[Natural-language object grounding data]
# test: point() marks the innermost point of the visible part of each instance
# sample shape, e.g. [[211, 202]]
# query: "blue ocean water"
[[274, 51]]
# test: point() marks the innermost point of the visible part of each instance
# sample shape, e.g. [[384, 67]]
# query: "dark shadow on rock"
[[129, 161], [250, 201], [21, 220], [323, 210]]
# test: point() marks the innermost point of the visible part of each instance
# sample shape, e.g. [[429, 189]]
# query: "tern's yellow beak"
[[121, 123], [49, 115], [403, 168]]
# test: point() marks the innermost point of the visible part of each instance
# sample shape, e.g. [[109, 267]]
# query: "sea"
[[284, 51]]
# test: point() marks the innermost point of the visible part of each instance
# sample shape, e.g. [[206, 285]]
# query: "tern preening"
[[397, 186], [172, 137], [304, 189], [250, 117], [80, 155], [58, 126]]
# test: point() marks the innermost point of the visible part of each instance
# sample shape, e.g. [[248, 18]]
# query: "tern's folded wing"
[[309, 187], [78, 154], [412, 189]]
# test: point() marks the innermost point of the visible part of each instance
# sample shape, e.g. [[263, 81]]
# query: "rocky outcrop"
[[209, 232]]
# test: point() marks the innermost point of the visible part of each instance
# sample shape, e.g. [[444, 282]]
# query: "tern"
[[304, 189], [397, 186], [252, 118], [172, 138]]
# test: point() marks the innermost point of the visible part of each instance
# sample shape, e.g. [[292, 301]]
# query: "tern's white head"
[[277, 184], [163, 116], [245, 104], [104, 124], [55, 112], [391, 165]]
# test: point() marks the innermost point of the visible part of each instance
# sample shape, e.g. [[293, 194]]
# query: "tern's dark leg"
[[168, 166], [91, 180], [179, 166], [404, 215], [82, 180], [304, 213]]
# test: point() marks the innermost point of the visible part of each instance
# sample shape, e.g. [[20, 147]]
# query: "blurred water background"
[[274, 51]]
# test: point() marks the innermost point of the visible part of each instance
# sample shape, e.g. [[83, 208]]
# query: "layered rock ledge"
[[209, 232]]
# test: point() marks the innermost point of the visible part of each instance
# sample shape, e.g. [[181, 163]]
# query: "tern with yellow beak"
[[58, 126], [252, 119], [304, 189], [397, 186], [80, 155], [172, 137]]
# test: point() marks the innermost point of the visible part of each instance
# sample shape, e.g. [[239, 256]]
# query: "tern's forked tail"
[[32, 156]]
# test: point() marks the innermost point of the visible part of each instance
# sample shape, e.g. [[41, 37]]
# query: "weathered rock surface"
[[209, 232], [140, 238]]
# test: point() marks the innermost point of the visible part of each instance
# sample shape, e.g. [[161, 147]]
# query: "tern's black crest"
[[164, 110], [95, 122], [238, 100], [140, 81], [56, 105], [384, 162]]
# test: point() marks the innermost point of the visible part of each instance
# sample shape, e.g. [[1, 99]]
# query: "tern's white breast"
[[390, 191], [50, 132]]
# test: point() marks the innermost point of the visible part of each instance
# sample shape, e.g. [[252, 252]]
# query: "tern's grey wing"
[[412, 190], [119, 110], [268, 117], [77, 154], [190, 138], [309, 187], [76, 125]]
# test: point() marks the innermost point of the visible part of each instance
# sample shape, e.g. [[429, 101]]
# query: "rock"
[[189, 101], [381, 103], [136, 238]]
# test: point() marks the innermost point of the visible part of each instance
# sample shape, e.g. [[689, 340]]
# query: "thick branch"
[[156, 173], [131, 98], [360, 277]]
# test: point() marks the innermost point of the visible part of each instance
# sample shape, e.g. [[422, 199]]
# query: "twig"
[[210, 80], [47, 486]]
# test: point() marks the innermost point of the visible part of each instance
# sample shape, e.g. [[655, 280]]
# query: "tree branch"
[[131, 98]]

What to produce
The entries above must be returned in full, exactly as shown.

Result of this task
# test: point() marks the innermost point of the visible part of each instance
# sample shape, e.g. [[211, 202]]
# query: "blue ocean water"
[[274, 51]]
# test: point() marks the innermost point of the visible part of each instance
# sample shape, e.g. [[384, 67]]
# query: "dark shadow on rock"
[[129, 161], [250, 201], [21, 220], [323, 210]]
# test: point() marks the innermost point of the visible part of each instance
# sample shape, e.g. [[429, 189]]
# query: "tern's yellow beak"
[[121, 123], [49, 115], [403, 168]]
# test: point() marks the innermost point of the visible part of each instance
# sample shape, e.g. [[109, 267]]
# query: "sea"
[[284, 51]]
# test: point() marks the innermost point of the visible part of each instance
# sample shape, e.g. [[206, 285]]
# query: "tern preening"
[[397, 186], [172, 137], [304, 189], [250, 117], [80, 155], [58, 126]]
# test: point() marks the innermost point of the visible part of each instance
# sample shape, e.g. [[248, 18]]
# query: "tern's folded wing"
[[309, 187], [78, 154], [412, 189]]
# test: point() marks the innermost point of the visible part of each instance
# sample shape, e.g. [[263, 81]]
# query: "rocky outcrop"
[[209, 232]]
# test: point() marks the innermost point of the visible part of each instance
# sample shape, e.g. [[444, 282]]
# query: "tern"
[[304, 189], [397, 186], [252, 118], [172, 138]]
# test: point() marks the innermost point of the visible part of each instance
# sample shape, e.g. [[292, 301]]
# query: "tern's white head"
[[277, 184], [163, 116], [245, 104], [104, 124], [55, 112], [391, 165]]
# test: point() marks the innermost point of the visible part of each instance
# sample shape, e.g. [[293, 194]]
# query: "tern's dark leg"
[[168, 166], [91, 180], [179, 166], [404, 215], [82, 180], [304, 213]]
# test: point() marks the innermost point of the visible part of each instance
# sample shape, e.g. [[20, 147]]
# query: "blurred water background"
[[274, 51]]
# test: point() marks the innermost point of the visible part of each instance
# sample shape, e.g. [[83, 208]]
# query: "layered rock ledge"
[[209, 232]]
# test: point() marks the innermost point of the visible part of each instance
# sample shape, e.g. [[181, 163]]
# query: "tern with yellow beak"
[[58, 126], [252, 119], [304, 189], [397, 186], [80, 155], [172, 137]]
# test: point() marks the innermost point of the visible part of each instance
# sample shape, e.g. [[239, 256]]
# query: "tern's forked tail"
[[32, 156]]
# test: point() marks the innermost point of the visible part of each instance
# sample shape, e.g. [[41, 37]]
# query: "weathered rock surface"
[[209, 232], [140, 238]]
# test: point() marks the innermost point of the visible part of each instance
# sample shape, e.g. [[161, 147]]
# query: "tern's black crest"
[[164, 110], [95, 122], [238, 100], [140, 81], [56, 105], [384, 162]]
# test: point() marks the innermost point of the visible part of each instance
# sample shape, e.g. [[1, 99]]
# query: "tern's white breast"
[[390, 191], [50, 132]]
# test: point() marks the innermost point of the visible part of each instance
# sample shape, e.g. [[252, 252]]
# query: "tern's grey wing"
[[412, 190], [119, 110], [268, 117], [77, 154], [190, 138], [309, 187], [76, 125]]
# test: point() marks the innermost point of the visible part of each instance
# sample shape, e.g. [[429, 101]]
# query: "rock"
[[189, 101], [381, 103], [136, 238]]
# test: point() marks the innermost point of the visible part of each instance
# sample shape, e.g. [[689, 340]]
# query: "thick branch"
[[156, 173], [131, 98], [360, 277]]
# test: point() marks the innermost point of the visible part of each instance
# sample shape, e.g. [[422, 199]]
# query: "twig"
[[210, 80], [47, 486]]
# test: point() marks the innermost point of the visible part of each instance
# sample shape, e.g. [[655, 280]]
# query: "tree branch"
[[131, 98]]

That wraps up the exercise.